Rewrite every line of the records with "one pin each" switched to "a pin for each", keeping everything else the same.

********************

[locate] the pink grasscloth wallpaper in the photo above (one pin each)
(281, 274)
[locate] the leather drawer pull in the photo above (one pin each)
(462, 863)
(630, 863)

********************

Output for this exercise:
[locate] the pink grasscloth wallpaper in the photo above (a pin for each)
(281, 274)
[locate] the leather drawer pull in the photo above (a pin for each)
(462, 863)
(630, 863)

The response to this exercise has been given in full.